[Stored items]
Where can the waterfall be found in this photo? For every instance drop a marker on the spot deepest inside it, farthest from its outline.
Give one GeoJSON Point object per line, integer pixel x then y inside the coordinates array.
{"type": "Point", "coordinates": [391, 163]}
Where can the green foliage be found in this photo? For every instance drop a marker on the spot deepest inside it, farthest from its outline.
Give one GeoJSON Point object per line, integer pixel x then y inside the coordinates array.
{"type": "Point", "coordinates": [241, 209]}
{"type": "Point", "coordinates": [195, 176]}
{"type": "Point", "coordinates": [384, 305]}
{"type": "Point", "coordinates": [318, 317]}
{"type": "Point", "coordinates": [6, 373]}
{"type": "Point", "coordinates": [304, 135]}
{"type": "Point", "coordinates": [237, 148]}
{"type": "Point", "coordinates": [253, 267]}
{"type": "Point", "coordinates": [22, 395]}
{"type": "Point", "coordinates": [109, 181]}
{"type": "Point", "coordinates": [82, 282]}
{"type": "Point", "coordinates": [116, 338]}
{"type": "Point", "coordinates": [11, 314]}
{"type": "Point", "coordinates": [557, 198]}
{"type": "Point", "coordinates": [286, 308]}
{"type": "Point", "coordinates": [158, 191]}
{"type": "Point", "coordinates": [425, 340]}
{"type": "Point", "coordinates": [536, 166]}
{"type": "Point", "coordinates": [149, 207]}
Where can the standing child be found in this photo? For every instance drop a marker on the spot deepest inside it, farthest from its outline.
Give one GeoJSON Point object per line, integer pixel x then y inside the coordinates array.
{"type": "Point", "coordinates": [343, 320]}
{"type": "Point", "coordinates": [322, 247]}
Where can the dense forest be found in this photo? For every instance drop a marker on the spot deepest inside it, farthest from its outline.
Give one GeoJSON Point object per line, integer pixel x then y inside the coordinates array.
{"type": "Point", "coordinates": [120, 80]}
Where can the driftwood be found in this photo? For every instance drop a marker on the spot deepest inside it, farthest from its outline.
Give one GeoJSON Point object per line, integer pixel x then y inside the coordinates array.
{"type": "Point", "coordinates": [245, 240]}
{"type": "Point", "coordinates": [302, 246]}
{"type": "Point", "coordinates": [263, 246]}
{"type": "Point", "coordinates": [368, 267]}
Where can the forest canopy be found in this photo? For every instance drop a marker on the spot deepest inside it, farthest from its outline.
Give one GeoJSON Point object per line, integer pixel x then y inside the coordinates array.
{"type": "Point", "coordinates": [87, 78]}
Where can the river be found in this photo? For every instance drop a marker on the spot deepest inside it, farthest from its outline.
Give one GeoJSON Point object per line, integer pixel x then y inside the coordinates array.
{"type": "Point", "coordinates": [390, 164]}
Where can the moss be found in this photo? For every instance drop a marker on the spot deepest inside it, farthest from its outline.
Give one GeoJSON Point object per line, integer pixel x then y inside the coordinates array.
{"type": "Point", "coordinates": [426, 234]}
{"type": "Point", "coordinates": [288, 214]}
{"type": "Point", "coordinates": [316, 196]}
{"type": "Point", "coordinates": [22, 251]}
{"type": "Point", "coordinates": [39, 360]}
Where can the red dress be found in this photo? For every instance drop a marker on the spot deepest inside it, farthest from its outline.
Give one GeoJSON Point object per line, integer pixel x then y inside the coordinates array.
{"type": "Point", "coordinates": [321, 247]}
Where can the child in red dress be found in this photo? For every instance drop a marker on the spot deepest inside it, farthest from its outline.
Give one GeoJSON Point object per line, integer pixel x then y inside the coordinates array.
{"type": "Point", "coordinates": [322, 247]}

WHAT THE TASK REQUIRES - Convert the items above into a two-column CSV headed request and answer, with one row per item. Put each item's text and its answer in their own quoted fields, replacing line breaks with spaces.

WORKED SOLUTION -
request,answer
"Where can the waterfall be found in this photo? For every instance drop a marker on the spot deepest inside it, farthest from its outline. Give one GeoJSON Point object per line, integer pixel x then y inside the coordinates array.","{""type"": ""Point"", ""coordinates"": [391, 163]}"
"Where can the green foliage be found in this photo? For every instance drop a marker on the spot deepest inside it, farthest from its outline. Give one GeoJSON Point object per line, integer pixel x then y inside the coordinates array.","{""type"": ""Point"", ""coordinates"": [241, 209]} {""type"": ""Point"", ""coordinates"": [195, 176]} {""type"": ""Point"", ""coordinates"": [384, 305]} {""type"": ""Point"", ""coordinates"": [318, 317]} {""type"": ""Point"", ""coordinates"": [6, 373]} {""type"": ""Point"", ""coordinates"": [304, 135]} {""type"": ""Point"", ""coordinates"": [237, 148]} {""type"": ""Point"", ""coordinates"": [253, 267]} {""type"": ""Point"", ""coordinates"": [22, 395]} {""type"": ""Point"", ""coordinates"": [109, 181]} {""type"": ""Point"", ""coordinates"": [82, 282]} {""type"": ""Point"", ""coordinates"": [116, 338]} {""type"": ""Point"", ""coordinates"": [11, 314]} {""type"": ""Point"", ""coordinates"": [557, 198]} {""type"": ""Point"", ""coordinates"": [286, 308]} {""type"": ""Point"", ""coordinates"": [158, 191]} {""type"": ""Point"", ""coordinates"": [425, 340]} {""type"": ""Point"", ""coordinates"": [536, 166]} {""type"": ""Point"", ""coordinates"": [149, 207]}"
"Where can the standing child be found in this photo? For every instance drop a marker on the spot deepest inside it, farthest from its outline. Give one GeoJSON Point object per line, integer pixel x then y inside the coordinates array.","{""type"": ""Point"", ""coordinates"": [343, 320]} {""type"": ""Point"", ""coordinates"": [322, 247]}"
"Where can the dense forest be found in this photo? For every instance drop a marker on the spot deepest inside it, farthest from its outline. Give one GeoJSON Point object per line, integer pixel x then y inside the coordinates array.","{""type"": ""Point"", ""coordinates"": [120, 80]}"
"Where can the driftwood be found in this photo? For every instance drop a marker on the spot deepest inside it, farthest from its outline. Give one GeoJSON Point object per line, integer pixel x then y inside the coordinates array.","{""type"": ""Point"", ""coordinates"": [245, 240]} {""type"": ""Point"", ""coordinates"": [302, 246]} {""type"": ""Point"", ""coordinates"": [263, 246]} {""type"": ""Point"", ""coordinates"": [368, 267]}"
"Where can the forest canopy be found in this photo? For every instance drop a marker on the spot deepest inside it, farthest from its outline. Give one GeoJSON Point object per line, integer pixel x then y inside the coordinates array.","{""type"": ""Point"", ""coordinates"": [87, 78]}"
"Where can the river be found in this photo? For every instance drop a marker on the spot deepest inside it, farthest from its outline. Give one GeoJSON Point object per line, integer pixel x then y inside the coordinates array.","{""type"": ""Point"", ""coordinates"": [390, 164]}"
"Where can the moss be found in this photo? For every instance drop a marker on the spot deepest inside it, farthest from its outline. Give one GeoJSON Point object per line, integer pixel x then y inside the coordinates array.","{""type"": ""Point"", ""coordinates"": [426, 234]} {""type"": ""Point"", ""coordinates"": [288, 214]} {""type"": ""Point"", ""coordinates"": [316, 196]} {""type"": ""Point"", ""coordinates"": [22, 251]} {""type"": ""Point"", ""coordinates"": [39, 360]}"
"Where can the red dress be found in this photo? For every instance drop a marker on the spot deepest inside it, farthest from its outline. Give one GeoJSON Point object per line, integer pixel x then y inside the coordinates array.","{""type"": ""Point"", ""coordinates"": [321, 247]}"
"Where can the child in red dress be found in this photo? For every instance drop a marker on the spot deepest inside it, farthest from its outline. Give one GeoJSON Point object per line, integer pixel x then y inside the coordinates array.","{""type"": ""Point"", ""coordinates"": [322, 247]}"